» **What the task asks**: Copy each line exactly. Drop every picture.

= = = = =

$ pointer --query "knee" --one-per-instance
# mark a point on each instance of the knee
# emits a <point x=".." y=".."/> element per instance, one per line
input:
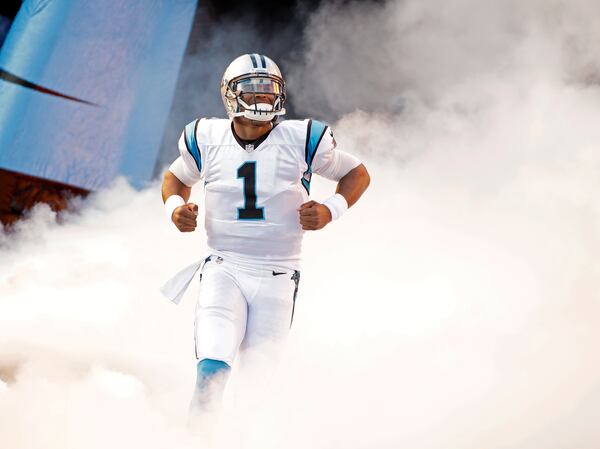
<point x="208" y="368"/>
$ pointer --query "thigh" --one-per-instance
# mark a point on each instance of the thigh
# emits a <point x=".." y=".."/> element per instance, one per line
<point x="270" y="311"/>
<point x="221" y="314"/>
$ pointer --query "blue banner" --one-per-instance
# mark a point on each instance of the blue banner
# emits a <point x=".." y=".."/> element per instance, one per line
<point x="86" y="87"/>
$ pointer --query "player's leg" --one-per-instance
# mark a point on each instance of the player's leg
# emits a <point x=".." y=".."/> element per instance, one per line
<point x="220" y="325"/>
<point x="270" y="311"/>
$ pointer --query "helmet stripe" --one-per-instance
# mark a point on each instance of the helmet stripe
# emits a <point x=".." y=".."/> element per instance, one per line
<point x="254" y="63"/>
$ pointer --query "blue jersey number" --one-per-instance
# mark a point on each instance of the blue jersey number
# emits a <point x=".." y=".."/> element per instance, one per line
<point x="247" y="171"/>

= = = = =

» **Result of this exercise**:
$ pointer --query "knee" --one-per-instance
# mark a point on each instance of the knee
# emits a <point x=".." y=".."/> element per instance, one per line
input:
<point x="208" y="368"/>
$ pointer --query "thigh" --one-per-instance
# mark a point on each instance of the thigh
# emits a <point x=".." y=".."/> element per instance, one per line
<point x="270" y="311"/>
<point x="221" y="314"/>
$ pointer --query "blue banner" --one-per-instance
# mark a point on each instance of the blue banner
# emits a <point x=".." y=".."/> element per instance, one per line
<point x="86" y="87"/>
$ pointer --query "player's leg" --one-per-instance
# mark a point on each instance of the player's leg
# emits a <point x=".." y=".."/> element per instance, one per line
<point x="220" y="325"/>
<point x="270" y="311"/>
$ pointer --query "helmet stripe" --one-per-instance
# mark a point on each instance of the helmet stripe
# emits a <point x=".." y=".."/> element per instance, one per line
<point x="254" y="63"/>
$ pointer --query "blue jersey number" --one-per-instance
# mark a point on each instance of the blue jersey number
# emits a <point x=".." y=".."/> element per instance, one per line
<point x="247" y="171"/>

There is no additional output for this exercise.